- _Input for this task_:
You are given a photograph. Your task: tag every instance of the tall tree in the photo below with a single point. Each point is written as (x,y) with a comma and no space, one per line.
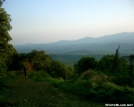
(6,49)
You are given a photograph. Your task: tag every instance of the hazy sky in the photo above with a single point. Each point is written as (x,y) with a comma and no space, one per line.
(44,21)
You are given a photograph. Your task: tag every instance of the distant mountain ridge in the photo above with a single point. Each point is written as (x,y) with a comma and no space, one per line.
(102,45)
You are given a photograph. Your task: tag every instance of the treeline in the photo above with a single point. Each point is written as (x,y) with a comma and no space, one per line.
(38,61)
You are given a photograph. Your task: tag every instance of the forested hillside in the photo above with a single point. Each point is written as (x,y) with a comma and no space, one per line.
(35,79)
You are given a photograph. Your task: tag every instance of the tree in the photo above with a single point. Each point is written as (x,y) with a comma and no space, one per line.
(106,63)
(6,49)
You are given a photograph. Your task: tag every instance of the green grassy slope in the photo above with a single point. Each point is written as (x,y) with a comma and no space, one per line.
(21,93)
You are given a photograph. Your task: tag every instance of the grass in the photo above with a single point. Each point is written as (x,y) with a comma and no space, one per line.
(40,90)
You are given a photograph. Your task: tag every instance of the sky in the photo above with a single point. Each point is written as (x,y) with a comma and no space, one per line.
(46,21)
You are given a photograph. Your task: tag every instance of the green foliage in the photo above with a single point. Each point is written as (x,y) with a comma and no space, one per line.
(3,67)
(84,64)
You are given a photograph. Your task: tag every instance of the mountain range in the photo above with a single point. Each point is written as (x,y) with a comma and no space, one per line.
(85,46)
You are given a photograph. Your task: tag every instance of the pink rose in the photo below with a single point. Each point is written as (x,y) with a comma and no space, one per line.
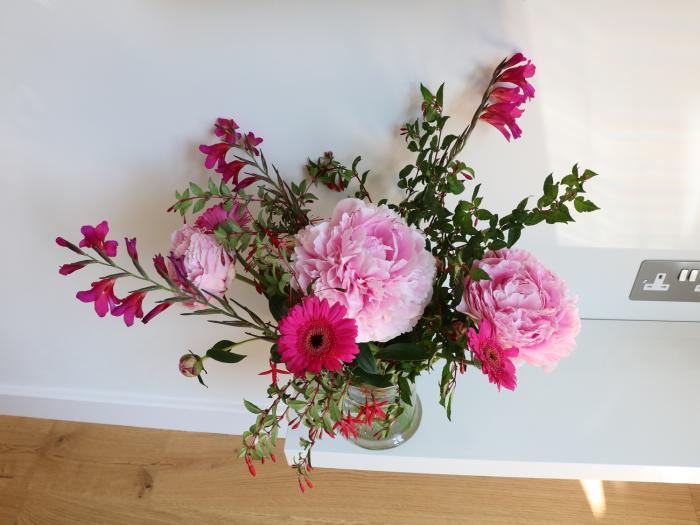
(366,258)
(197,256)
(528,305)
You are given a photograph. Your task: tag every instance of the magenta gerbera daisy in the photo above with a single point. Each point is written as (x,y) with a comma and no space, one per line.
(316,335)
(496,361)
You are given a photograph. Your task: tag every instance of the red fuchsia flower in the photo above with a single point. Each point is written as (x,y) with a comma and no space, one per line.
(496,361)
(102,294)
(130,308)
(231,170)
(94,237)
(316,335)
(225,128)
(369,411)
(69,268)
(155,311)
(347,426)
(217,215)
(131,248)
(250,143)
(511,89)
(216,154)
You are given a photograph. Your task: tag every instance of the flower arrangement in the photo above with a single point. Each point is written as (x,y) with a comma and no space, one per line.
(373,295)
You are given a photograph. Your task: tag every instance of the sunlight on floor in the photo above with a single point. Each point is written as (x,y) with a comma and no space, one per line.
(593,488)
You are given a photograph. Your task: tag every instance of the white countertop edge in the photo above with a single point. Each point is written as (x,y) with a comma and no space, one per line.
(509,469)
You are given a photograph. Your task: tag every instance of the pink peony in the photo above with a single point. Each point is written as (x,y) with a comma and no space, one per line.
(496,361)
(528,305)
(368,259)
(315,335)
(197,257)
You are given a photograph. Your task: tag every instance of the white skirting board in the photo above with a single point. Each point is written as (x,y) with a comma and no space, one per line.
(124,409)
(623,407)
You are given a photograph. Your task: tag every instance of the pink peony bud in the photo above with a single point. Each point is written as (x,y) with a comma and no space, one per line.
(191,365)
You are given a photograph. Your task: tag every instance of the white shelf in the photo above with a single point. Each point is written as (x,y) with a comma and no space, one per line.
(623,406)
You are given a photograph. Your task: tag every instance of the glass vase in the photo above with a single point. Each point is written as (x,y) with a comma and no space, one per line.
(373,436)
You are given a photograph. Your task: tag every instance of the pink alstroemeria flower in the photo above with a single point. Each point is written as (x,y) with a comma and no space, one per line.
(130,308)
(496,361)
(102,294)
(510,89)
(94,237)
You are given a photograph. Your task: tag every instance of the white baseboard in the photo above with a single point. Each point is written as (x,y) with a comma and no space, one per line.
(125,409)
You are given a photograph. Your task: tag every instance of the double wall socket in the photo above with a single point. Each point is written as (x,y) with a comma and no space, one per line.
(667,281)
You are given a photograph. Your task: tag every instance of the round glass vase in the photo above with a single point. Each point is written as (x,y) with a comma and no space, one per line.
(403,427)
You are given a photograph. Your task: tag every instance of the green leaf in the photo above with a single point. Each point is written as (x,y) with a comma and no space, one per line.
(478,274)
(224,357)
(403,352)
(196,190)
(366,360)
(582,205)
(198,205)
(278,306)
(296,404)
(362,377)
(427,95)
(251,407)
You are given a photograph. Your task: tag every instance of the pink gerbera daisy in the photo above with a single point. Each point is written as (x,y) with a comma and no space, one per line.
(316,335)
(496,361)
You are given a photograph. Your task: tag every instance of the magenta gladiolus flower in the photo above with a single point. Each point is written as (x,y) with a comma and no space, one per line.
(68,269)
(94,237)
(216,154)
(250,143)
(368,259)
(527,304)
(225,128)
(102,294)
(231,170)
(316,335)
(496,361)
(131,248)
(216,215)
(130,308)
(155,311)
(506,99)
(65,244)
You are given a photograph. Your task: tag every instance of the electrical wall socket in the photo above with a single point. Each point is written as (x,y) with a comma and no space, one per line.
(677,281)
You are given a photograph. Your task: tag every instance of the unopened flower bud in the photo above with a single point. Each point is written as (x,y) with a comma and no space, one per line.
(191,365)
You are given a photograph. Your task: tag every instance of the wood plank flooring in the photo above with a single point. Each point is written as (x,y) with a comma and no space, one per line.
(57,472)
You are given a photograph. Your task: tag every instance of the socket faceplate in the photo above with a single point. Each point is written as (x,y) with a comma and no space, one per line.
(667,281)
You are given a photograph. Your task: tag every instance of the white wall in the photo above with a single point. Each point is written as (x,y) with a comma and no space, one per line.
(102,106)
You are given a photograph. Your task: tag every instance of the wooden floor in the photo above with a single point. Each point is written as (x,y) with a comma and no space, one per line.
(57,472)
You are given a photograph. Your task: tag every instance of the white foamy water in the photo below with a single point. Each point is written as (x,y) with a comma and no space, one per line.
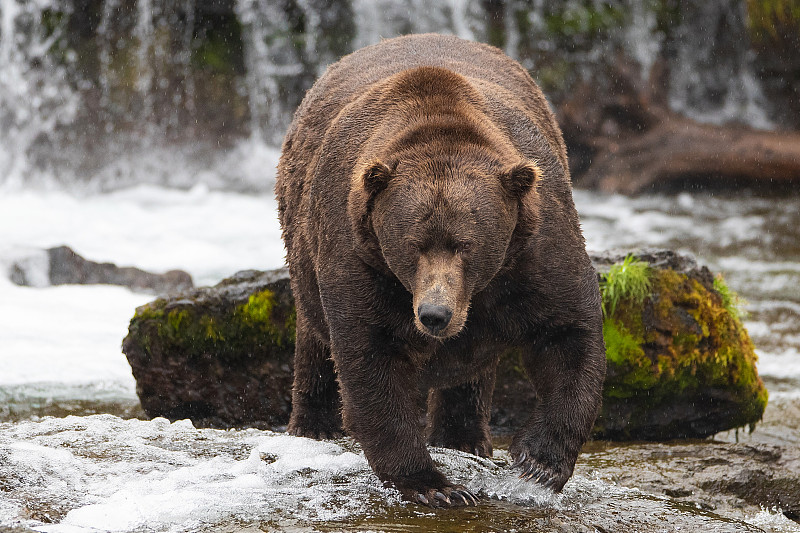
(102,473)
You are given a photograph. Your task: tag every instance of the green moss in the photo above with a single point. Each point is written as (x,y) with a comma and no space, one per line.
(629,280)
(768,19)
(691,344)
(258,309)
(624,353)
(227,333)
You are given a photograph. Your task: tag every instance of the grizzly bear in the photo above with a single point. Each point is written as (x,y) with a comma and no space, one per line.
(427,213)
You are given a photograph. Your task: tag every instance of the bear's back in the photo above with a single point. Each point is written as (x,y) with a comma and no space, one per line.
(508,87)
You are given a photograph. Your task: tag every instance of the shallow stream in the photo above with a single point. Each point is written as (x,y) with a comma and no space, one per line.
(60,356)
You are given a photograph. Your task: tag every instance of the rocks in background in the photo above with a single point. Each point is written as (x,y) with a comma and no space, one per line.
(680,363)
(62,266)
(221,356)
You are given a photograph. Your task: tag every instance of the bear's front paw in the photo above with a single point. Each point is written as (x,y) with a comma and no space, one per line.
(536,470)
(431,489)
(315,427)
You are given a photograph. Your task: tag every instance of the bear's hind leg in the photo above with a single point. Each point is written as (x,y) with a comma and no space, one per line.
(458,417)
(316,404)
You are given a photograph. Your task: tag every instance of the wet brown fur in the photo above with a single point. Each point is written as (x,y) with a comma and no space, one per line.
(431,168)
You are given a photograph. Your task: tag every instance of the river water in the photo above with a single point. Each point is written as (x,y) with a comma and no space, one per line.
(66,467)
(76,455)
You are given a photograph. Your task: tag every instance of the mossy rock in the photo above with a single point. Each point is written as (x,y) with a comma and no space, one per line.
(221,356)
(680,364)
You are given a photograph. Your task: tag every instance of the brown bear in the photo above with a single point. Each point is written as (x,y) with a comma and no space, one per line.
(427,212)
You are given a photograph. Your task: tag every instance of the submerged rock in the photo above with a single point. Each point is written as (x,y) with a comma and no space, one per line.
(62,266)
(680,363)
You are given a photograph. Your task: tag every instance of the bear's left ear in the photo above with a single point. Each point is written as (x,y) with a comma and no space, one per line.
(376,178)
(518,179)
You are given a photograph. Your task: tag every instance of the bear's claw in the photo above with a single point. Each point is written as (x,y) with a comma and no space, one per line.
(446,497)
(532,470)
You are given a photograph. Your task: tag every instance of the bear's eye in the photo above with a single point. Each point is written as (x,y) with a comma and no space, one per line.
(464,247)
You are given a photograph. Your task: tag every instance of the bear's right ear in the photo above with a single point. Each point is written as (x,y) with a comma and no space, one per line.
(518,179)
(376,178)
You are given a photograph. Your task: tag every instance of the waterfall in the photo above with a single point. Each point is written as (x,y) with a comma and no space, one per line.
(111,93)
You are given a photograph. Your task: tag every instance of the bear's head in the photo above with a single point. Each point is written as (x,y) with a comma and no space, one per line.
(443,228)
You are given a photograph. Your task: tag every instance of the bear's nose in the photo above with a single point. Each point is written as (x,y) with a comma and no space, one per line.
(434,317)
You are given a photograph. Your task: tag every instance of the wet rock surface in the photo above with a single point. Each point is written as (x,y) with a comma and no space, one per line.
(62,266)
(222,356)
(104,473)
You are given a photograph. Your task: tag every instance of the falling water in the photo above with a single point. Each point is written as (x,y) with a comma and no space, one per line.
(193,91)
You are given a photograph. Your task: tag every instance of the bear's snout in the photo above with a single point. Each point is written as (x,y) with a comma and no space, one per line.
(434,317)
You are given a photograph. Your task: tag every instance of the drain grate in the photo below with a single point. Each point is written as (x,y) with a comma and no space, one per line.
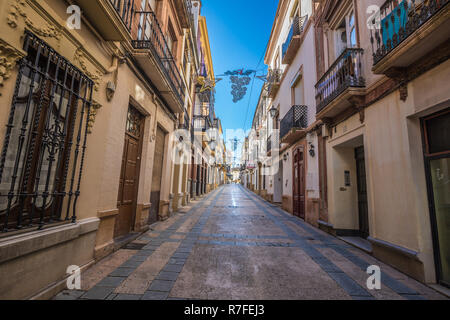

- _What to work on_: Count the lines in the listing above that contain the string "wall", treating uppercase and lowercase as different, and reply with the number alone.

- _Answer to the task_: 3